-- Task details --
Throughout the entries below, report every line where "cloud" is found.
::: Dataset
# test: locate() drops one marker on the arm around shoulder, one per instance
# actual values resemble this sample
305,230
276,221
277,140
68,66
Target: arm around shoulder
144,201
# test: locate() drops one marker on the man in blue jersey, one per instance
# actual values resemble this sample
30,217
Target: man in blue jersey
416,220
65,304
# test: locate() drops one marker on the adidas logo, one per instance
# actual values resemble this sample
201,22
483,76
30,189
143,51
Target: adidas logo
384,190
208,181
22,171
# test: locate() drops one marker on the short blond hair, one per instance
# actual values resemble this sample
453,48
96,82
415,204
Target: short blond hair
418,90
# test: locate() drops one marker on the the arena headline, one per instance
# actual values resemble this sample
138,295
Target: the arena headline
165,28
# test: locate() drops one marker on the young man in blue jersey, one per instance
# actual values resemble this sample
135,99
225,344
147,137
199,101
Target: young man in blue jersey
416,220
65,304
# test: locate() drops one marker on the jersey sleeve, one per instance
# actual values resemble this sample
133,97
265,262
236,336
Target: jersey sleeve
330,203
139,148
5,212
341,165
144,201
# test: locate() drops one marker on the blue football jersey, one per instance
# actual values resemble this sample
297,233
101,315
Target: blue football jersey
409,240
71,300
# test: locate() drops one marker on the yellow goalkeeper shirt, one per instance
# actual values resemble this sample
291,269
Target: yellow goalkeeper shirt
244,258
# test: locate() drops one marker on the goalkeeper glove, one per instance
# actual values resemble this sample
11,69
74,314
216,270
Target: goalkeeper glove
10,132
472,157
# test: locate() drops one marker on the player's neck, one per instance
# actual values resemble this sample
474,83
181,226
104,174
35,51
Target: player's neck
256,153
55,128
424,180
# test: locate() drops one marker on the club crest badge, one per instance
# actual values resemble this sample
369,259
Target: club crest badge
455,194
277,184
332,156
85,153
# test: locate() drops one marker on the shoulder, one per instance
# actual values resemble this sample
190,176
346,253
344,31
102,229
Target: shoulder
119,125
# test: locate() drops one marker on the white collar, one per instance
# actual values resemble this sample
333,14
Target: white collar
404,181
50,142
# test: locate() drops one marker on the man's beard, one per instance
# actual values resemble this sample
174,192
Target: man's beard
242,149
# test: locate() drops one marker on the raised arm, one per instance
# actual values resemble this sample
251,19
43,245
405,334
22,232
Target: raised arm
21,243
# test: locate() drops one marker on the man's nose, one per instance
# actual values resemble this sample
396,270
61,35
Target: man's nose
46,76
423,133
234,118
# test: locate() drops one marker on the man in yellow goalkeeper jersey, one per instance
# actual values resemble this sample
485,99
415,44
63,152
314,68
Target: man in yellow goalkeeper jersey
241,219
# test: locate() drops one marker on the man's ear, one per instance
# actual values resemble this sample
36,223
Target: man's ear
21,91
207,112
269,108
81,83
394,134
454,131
::::::
::: Dataset
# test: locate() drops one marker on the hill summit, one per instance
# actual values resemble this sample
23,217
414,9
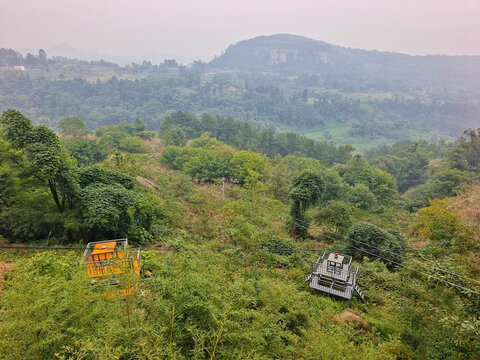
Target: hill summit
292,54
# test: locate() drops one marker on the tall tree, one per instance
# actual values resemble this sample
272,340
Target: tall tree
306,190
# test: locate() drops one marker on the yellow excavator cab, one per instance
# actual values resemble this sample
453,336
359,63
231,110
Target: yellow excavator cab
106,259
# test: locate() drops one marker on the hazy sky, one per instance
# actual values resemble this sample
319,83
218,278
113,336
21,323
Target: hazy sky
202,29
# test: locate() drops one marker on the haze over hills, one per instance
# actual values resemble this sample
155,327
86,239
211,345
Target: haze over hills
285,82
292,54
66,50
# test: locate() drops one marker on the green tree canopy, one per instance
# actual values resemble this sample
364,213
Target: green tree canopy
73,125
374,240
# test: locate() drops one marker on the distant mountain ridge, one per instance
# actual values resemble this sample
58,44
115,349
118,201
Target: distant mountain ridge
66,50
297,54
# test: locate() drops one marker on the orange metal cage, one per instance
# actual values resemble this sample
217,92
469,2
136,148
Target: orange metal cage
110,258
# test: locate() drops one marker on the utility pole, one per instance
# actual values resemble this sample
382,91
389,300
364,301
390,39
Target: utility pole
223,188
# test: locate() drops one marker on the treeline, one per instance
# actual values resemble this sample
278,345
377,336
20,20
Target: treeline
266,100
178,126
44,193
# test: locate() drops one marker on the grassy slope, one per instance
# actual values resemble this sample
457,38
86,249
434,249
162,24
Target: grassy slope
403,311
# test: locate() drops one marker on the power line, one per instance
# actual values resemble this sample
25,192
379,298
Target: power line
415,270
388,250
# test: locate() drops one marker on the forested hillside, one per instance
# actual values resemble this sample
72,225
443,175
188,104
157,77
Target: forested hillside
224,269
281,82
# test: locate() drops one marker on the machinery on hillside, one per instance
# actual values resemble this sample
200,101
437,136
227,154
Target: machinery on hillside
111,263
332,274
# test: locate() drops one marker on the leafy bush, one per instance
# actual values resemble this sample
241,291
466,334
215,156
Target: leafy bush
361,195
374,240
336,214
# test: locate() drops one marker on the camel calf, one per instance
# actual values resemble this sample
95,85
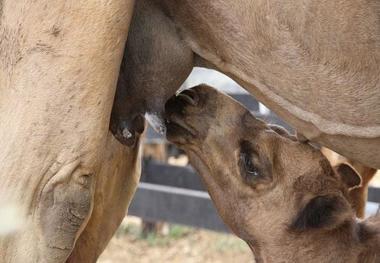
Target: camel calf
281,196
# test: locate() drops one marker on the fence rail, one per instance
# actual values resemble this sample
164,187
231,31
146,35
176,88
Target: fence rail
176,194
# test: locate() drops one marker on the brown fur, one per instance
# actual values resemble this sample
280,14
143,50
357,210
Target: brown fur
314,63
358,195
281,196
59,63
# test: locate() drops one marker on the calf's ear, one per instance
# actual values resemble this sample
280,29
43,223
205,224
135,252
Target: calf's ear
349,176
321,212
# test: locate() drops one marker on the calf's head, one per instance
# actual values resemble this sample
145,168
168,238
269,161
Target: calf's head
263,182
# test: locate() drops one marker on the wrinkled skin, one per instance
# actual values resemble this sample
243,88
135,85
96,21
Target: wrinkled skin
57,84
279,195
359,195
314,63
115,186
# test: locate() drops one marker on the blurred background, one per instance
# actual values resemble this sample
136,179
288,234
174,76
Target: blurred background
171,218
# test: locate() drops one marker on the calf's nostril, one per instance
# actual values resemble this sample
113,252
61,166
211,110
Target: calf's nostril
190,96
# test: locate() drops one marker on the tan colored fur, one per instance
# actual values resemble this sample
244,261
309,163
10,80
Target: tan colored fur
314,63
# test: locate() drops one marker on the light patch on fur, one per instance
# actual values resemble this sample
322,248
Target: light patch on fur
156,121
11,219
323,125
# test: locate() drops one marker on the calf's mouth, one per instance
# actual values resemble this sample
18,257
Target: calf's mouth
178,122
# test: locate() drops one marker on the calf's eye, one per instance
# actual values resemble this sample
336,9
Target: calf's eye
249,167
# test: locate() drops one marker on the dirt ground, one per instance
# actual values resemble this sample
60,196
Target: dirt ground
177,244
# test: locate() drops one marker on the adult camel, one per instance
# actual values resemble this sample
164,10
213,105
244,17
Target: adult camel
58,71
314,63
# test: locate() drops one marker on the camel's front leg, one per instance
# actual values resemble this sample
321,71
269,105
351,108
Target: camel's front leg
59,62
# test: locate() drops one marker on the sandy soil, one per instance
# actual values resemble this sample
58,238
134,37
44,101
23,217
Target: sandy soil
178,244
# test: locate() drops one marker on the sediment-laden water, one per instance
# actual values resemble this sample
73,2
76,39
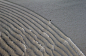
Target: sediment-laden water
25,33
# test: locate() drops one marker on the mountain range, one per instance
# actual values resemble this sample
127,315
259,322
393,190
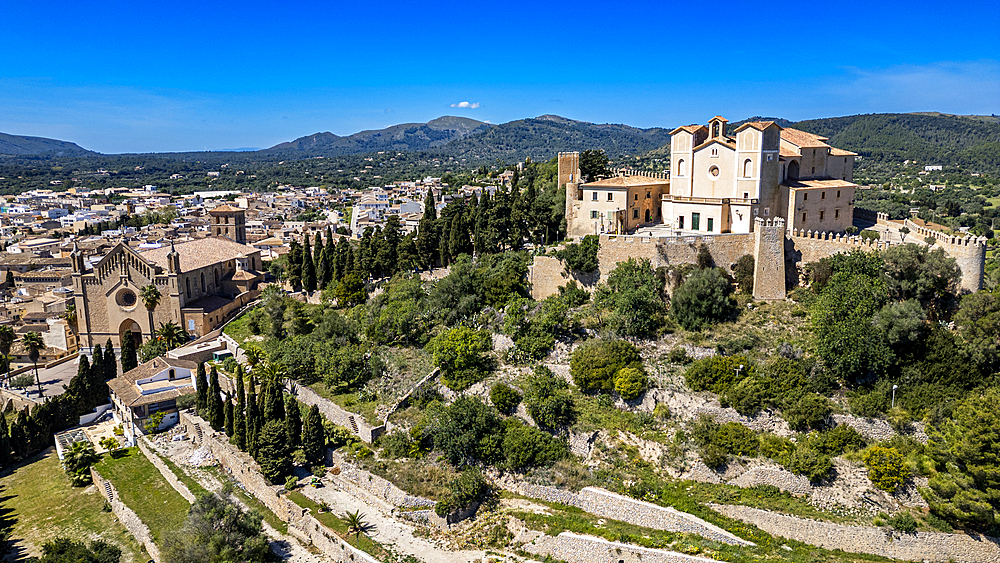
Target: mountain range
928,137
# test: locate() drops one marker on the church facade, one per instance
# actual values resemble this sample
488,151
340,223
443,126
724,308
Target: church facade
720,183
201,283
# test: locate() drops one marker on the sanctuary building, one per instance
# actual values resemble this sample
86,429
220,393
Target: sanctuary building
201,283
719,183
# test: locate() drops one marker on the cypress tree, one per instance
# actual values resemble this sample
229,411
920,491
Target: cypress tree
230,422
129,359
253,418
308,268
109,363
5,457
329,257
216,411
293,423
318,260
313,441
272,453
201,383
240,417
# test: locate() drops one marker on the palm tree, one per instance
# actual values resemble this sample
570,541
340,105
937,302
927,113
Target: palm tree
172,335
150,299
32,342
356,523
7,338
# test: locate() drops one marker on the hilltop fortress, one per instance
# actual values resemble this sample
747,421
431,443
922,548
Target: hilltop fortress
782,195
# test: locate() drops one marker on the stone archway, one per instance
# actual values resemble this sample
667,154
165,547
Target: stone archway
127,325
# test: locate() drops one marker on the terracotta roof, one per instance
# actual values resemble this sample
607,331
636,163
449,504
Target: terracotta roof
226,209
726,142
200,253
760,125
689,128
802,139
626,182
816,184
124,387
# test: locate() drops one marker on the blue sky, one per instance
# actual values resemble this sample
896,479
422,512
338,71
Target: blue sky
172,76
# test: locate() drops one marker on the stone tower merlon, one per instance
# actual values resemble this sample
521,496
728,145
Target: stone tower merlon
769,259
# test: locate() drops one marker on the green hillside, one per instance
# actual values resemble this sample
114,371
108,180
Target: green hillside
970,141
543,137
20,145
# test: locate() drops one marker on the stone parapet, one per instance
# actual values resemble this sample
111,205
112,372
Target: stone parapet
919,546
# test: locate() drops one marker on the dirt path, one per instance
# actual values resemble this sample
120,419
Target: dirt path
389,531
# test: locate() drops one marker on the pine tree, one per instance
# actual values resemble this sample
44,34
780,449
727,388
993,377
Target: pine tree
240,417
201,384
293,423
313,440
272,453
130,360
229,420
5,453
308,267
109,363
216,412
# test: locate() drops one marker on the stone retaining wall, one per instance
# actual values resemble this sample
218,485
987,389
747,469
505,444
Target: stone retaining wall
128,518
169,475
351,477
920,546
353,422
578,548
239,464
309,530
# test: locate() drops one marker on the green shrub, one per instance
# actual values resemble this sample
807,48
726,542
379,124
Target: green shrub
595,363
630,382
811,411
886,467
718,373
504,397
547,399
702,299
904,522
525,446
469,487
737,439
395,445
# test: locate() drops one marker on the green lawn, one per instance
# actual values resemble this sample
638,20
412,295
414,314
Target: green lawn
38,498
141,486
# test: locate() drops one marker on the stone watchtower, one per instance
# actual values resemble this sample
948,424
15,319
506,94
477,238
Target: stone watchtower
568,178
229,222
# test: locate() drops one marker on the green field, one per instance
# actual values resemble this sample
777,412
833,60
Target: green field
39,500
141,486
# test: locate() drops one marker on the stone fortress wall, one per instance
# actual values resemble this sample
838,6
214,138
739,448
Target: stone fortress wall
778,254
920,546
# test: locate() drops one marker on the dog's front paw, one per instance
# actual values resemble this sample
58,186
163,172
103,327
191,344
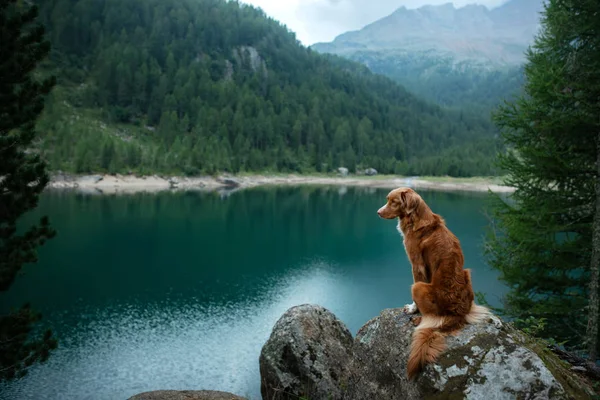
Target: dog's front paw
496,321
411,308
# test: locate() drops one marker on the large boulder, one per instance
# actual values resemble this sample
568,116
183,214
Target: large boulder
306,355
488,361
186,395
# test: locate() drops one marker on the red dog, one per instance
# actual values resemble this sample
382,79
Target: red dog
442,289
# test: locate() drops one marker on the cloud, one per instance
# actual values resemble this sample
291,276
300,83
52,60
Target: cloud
::::::
-- Exercise answer --
# test: locate() drops one marker on the cloud, one per instance
Target: cloud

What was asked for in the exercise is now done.